— START OF GIVEN RECORDS —
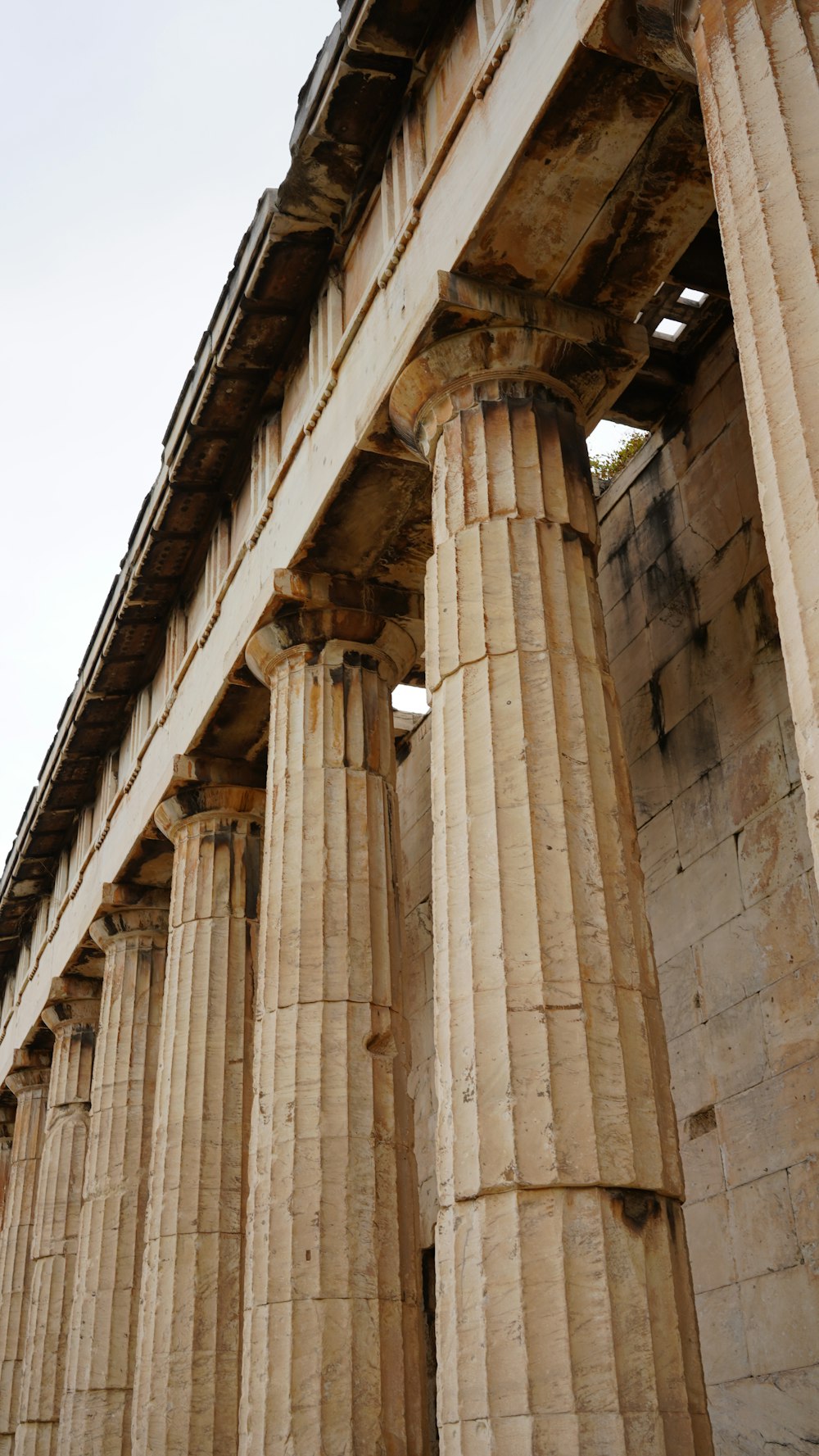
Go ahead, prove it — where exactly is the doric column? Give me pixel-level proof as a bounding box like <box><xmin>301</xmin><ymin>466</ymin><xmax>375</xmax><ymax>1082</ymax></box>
<box><xmin>0</xmin><ymin>1092</ymin><xmax>17</xmax><ymax>1229</ymax></box>
<box><xmin>15</xmin><ymin>976</ymin><xmax>101</xmax><ymax>1456</ymax></box>
<box><xmin>240</xmin><ymin>574</ymin><xmax>428</xmax><ymax>1456</ymax></box>
<box><xmin>0</xmin><ymin>1048</ymin><xmax>51</xmax><ymax>1456</ymax></box>
<box><xmin>391</xmin><ymin>328</ymin><xmax>712</xmax><ymax>1456</ymax></box>
<box><xmin>131</xmin><ymin>785</ymin><xmax>265</xmax><ymax>1456</ymax></box>
<box><xmin>692</xmin><ymin>0</ymin><xmax>819</xmax><ymax>868</ymax></box>
<box><xmin>58</xmin><ymin>885</ymin><xmax>167</xmax><ymax>1456</ymax></box>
— END OF GIVEN RECORDS —
# AIM OF THE TASK:
Put the listing above into a two-column CSV with the headers "prompt" and "boxes" and one row per request. Place each request's text and its complete answer in one quoted field each, turn line breaks into spaces, and leave the pictures out.

# OUTPUT BELOW:
prompt,boxes
"Go ahead, prove it — where exactly is the doric column? Give me pixel-level proof as a bounding box like <box><xmin>301</xmin><ymin>466</ymin><xmax>375</xmax><ymax>1082</ymax></box>","<box><xmin>0</xmin><ymin>1092</ymin><xmax>17</xmax><ymax>1229</ymax></box> <box><xmin>15</xmin><ymin>976</ymin><xmax>101</xmax><ymax>1456</ymax></box> <box><xmin>240</xmin><ymin>574</ymin><xmax>428</xmax><ymax>1456</ymax></box> <box><xmin>0</xmin><ymin>1048</ymin><xmax>51</xmax><ymax>1456</ymax></box> <box><xmin>391</xmin><ymin>328</ymin><xmax>712</xmax><ymax>1456</ymax></box> <box><xmin>131</xmin><ymin>785</ymin><xmax>265</xmax><ymax>1456</ymax></box> <box><xmin>692</xmin><ymin>0</ymin><xmax>819</xmax><ymax>868</ymax></box> <box><xmin>58</xmin><ymin>885</ymin><xmax>167</xmax><ymax>1456</ymax></box>"